[EXERCISE DIRECTIONS] Could you retype the lines below, starting at the line holding "Target: concrete ledge" and stopping at the line holding "[locate] white road", inclusive? Copy them exactly and drop the images.

[DATA PROVIDED]
- Opening Delimiter -
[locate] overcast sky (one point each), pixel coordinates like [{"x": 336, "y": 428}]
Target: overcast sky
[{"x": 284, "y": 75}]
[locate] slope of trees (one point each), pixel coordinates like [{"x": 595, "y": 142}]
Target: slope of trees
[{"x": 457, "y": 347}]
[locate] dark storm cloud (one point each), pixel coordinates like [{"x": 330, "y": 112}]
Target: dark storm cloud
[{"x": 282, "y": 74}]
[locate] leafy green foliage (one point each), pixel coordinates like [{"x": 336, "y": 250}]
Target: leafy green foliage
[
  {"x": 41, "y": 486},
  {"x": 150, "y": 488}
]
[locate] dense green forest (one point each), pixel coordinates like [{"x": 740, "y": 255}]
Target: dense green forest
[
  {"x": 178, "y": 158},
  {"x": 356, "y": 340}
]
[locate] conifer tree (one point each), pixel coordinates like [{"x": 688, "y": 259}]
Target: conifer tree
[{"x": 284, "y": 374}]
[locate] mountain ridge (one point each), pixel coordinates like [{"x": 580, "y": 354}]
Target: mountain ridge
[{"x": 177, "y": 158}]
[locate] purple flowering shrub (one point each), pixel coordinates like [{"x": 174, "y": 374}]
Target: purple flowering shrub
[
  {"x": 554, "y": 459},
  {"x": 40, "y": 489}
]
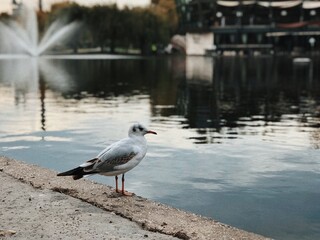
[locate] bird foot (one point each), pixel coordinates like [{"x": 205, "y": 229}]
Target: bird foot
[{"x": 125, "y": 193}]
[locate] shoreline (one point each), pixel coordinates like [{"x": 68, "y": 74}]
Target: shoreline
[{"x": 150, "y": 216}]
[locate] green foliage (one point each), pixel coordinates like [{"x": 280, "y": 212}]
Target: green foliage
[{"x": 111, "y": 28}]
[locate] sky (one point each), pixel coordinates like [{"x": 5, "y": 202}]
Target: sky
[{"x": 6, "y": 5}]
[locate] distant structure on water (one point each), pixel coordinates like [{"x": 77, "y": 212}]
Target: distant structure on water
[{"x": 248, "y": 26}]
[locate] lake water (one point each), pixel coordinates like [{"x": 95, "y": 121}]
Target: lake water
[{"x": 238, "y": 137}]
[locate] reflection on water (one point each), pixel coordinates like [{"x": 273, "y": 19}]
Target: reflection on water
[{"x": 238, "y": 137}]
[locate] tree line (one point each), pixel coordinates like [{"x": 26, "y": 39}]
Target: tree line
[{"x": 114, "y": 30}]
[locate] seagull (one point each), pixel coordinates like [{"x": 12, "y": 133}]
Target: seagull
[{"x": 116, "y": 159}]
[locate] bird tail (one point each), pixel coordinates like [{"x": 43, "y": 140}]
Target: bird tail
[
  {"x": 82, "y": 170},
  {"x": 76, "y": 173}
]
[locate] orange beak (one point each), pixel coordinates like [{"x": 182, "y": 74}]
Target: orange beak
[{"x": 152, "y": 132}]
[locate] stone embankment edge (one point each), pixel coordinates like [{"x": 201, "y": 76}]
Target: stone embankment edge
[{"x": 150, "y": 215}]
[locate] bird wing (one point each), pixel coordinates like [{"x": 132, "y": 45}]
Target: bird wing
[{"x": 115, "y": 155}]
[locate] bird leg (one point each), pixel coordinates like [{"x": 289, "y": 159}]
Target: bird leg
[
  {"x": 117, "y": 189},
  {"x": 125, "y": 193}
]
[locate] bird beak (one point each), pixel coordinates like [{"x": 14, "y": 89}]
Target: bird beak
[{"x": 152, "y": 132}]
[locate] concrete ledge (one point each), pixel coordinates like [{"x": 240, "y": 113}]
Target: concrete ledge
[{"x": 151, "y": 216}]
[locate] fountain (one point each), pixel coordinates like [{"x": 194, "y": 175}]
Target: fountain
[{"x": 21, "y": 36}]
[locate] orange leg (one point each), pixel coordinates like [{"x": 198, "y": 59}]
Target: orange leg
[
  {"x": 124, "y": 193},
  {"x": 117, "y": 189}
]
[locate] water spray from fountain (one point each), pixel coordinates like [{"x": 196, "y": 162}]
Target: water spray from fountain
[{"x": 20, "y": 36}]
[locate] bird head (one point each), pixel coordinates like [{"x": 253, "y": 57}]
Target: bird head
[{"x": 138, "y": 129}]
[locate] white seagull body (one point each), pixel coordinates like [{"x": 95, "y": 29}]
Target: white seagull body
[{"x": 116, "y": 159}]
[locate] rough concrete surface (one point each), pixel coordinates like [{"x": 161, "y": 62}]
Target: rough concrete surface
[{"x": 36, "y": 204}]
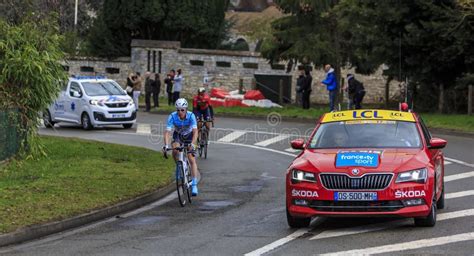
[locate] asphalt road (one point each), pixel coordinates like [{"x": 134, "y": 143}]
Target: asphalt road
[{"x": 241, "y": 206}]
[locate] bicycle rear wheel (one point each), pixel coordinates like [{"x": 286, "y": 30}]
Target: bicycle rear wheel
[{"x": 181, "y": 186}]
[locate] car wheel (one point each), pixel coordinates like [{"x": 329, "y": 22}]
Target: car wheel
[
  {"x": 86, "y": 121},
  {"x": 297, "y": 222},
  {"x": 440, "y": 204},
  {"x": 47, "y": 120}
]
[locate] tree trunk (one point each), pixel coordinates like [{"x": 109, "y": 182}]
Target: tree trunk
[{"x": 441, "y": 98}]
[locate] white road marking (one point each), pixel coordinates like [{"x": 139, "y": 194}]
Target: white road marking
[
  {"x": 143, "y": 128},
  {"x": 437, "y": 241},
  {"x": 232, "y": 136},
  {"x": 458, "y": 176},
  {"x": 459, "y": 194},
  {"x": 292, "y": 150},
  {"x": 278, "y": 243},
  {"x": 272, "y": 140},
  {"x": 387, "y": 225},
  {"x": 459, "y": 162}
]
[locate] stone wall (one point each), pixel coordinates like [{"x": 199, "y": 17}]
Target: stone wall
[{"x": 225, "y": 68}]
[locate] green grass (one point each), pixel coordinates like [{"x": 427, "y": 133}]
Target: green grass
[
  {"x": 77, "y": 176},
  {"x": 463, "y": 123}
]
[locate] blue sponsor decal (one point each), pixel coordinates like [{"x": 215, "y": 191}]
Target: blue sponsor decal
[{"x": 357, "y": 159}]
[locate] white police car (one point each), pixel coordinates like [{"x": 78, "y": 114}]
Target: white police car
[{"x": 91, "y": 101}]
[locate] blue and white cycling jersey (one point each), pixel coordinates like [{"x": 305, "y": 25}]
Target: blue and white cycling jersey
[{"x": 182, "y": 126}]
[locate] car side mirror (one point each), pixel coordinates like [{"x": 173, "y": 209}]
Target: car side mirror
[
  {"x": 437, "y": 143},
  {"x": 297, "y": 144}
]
- Closing Delimiter -
- Opening Delimiter -
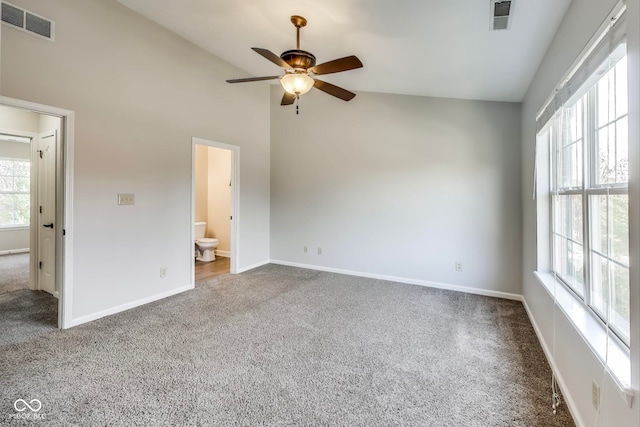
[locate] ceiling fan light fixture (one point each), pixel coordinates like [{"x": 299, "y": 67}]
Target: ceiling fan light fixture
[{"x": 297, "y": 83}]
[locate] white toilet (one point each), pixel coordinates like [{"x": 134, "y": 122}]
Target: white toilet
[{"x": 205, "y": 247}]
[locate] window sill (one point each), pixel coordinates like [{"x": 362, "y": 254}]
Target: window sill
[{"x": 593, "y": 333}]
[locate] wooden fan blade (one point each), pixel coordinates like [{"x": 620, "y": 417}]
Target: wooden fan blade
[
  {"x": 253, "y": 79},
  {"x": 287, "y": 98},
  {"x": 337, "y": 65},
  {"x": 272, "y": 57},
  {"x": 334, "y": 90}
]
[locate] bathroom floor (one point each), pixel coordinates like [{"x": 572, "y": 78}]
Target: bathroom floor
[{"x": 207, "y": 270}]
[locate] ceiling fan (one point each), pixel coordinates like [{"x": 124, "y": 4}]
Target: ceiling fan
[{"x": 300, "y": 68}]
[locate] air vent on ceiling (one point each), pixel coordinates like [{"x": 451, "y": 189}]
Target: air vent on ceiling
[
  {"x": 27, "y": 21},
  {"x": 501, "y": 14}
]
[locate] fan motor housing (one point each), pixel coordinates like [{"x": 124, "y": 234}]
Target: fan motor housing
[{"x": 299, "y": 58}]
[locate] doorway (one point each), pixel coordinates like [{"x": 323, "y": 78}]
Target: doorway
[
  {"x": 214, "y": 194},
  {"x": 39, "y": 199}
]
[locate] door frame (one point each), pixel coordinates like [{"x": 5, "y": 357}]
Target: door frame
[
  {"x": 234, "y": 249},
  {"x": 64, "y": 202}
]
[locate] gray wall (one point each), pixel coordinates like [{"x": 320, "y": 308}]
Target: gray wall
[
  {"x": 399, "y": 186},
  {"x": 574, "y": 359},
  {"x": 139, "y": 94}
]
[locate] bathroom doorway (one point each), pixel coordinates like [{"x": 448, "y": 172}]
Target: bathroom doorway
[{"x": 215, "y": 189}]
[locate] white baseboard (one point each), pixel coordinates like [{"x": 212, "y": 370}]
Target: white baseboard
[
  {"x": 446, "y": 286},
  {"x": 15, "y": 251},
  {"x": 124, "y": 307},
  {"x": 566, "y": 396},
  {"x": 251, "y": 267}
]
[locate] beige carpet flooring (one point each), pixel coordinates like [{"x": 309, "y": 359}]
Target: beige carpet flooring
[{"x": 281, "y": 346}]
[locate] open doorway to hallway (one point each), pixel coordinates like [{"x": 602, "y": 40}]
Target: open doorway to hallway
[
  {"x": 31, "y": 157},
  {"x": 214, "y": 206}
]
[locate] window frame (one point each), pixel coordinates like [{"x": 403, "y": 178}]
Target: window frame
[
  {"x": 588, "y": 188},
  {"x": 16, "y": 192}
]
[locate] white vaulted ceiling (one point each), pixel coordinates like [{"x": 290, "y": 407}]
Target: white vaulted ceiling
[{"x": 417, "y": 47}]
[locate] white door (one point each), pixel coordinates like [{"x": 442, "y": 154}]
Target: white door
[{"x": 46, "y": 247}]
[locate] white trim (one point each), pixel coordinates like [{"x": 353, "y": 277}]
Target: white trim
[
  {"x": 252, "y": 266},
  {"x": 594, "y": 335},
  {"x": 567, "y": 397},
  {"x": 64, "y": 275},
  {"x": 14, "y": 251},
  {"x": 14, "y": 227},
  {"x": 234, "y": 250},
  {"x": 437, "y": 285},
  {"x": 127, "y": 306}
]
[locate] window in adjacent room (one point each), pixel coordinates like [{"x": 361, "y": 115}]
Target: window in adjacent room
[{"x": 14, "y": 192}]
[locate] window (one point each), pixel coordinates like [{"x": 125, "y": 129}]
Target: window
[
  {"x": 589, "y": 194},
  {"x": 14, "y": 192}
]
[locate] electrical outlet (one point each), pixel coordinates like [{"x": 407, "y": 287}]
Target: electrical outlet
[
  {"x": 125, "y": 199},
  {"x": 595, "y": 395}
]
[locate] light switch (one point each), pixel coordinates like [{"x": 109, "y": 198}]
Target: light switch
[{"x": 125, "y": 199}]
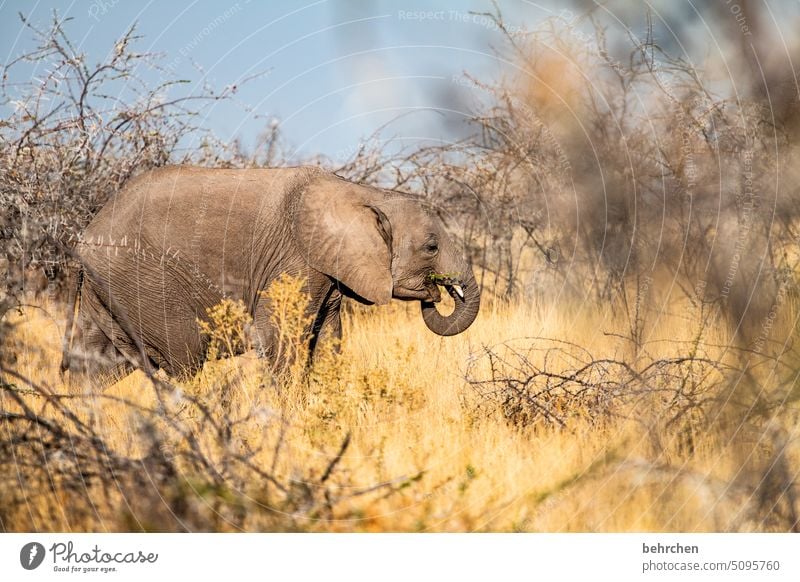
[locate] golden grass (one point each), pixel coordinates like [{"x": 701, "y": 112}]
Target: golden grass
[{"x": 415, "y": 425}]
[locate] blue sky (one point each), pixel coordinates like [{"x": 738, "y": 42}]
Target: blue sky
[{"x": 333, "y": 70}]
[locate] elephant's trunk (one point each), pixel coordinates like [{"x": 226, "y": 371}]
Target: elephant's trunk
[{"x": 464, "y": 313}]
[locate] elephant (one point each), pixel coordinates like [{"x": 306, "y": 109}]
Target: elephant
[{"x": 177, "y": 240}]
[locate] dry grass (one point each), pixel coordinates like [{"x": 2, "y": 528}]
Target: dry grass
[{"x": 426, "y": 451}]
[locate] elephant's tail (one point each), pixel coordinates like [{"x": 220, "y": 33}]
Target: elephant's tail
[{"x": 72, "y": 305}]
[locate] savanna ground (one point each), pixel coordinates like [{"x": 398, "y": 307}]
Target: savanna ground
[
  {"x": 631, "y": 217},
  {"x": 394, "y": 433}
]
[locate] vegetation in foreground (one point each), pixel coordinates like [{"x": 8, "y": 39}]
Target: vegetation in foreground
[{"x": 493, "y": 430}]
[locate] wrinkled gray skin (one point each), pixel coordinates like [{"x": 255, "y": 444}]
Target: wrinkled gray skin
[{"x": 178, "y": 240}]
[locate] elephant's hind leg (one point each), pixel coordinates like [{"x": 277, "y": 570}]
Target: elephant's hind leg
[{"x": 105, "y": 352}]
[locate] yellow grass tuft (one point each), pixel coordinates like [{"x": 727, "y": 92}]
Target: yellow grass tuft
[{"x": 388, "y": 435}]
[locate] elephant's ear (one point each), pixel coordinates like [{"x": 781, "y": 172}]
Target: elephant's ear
- Closing Delimiter -
- Opening Delimiter -
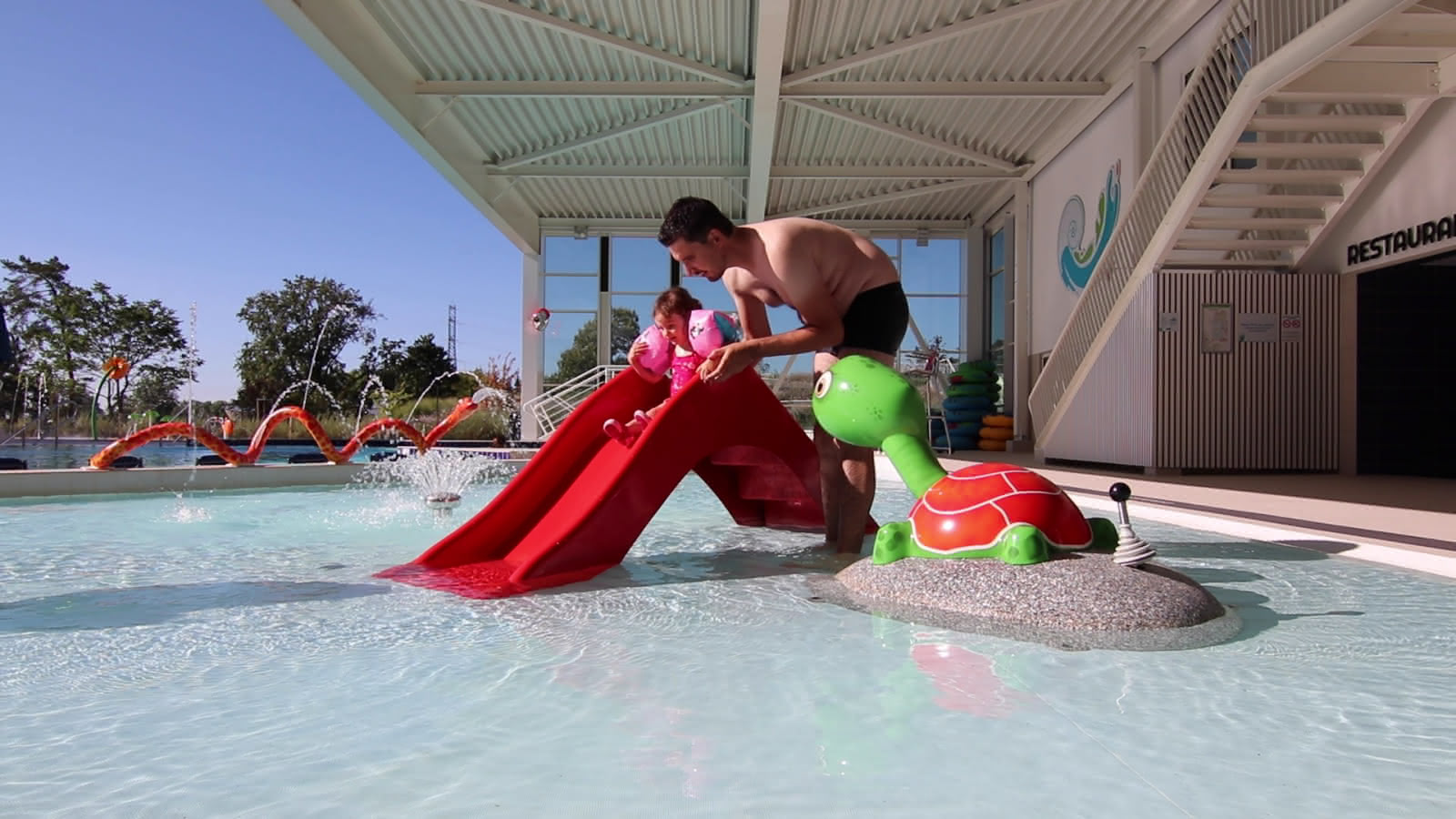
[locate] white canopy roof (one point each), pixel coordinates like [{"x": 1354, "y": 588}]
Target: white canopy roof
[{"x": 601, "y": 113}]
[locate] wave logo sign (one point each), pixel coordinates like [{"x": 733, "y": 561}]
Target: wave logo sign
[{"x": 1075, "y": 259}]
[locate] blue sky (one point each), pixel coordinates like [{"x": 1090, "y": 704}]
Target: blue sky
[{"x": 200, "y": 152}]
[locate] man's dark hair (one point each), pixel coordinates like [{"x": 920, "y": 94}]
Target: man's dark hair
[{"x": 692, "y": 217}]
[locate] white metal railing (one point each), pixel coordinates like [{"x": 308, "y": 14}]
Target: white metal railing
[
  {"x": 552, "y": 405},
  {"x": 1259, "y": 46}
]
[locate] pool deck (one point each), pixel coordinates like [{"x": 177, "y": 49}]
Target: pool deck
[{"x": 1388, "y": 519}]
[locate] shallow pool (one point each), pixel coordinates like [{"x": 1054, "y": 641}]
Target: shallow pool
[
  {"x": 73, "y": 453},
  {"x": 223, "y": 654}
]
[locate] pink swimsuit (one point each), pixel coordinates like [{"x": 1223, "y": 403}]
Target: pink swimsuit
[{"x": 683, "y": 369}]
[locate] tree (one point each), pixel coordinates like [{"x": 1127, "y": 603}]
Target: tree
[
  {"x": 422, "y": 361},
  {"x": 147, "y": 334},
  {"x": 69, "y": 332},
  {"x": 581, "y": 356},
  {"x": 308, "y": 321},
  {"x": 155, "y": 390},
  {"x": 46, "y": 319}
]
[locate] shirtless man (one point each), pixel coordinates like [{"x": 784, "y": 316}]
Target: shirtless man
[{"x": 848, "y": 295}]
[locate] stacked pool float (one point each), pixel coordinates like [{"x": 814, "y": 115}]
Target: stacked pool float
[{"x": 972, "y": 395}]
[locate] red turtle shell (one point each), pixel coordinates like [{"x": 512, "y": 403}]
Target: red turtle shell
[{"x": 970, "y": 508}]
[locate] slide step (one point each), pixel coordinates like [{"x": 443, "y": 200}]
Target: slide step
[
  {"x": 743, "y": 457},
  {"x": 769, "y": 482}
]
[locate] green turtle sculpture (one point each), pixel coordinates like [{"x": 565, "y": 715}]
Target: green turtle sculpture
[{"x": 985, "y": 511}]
- Closing Delimiter -
[ANSWER TO THIS PROBLEM]
Target: concrete ledge
[{"x": 151, "y": 216}]
[locate] fountain (one point each), pixel coordinates like [{"x": 194, "y": 175}]
Target: fountain
[{"x": 21, "y": 36}]
[locate] orange leg (one point each), pixel coordinates like [{"x": 198, "y": 59}]
Target: orange leg
[
  {"x": 124, "y": 193},
  {"x": 117, "y": 189}
]
[locate] water spray from fountain (one point each), pixel coordinates like [{"x": 196, "y": 162}]
Target: water spray from fountain
[{"x": 20, "y": 36}]
[locate] bird head (one point each), pixel coordinates like [{"x": 253, "y": 57}]
Target: bird head
[{"x": 138, "y": 129}]
[locate] white seagull body (one point each), pixel coordinates like [{"x": 95, "y": 29}]
Target: white seagull body
[{"x": 116, "y": 159}]
[locate] rough concrete surface (one point each), pixel coordinates like [{"x": 161, "y": 62}]
Target: rough concrete surface
[{"x": 36, "y": 204}]
[locate] asphalt road (one point each), pixel coordinates like [{"x": 134, "y": 143}]
Target: asphalt road
[{"x": 241, "y": 206}]
[locate] bicycle rear wheel (one point each), pixel coordinates like [{"x": 286, "y": 30}]
Target: bicycle rear wheel
[{"x": 181, "y": 186}]
[locate] car wheel (one point each), pixel coordinates like [{"x": 329, "y": 22}]
Target: car wheel
[
  {"x": 86, "y": 121},
  {"x": 297, "y": 222},
  {"x": 440, "y": 204},
  {"x": 47, "y": 120}
]
[locate] tree trunk (one point each), pixel coordinates like [{"x": 109, "y": 182}]
Target: tree trunk
[{"x": 441, "y": 98}]
[locate] white road marking (one point each), pixel coordinates like [{"x": 139, "y": 194}]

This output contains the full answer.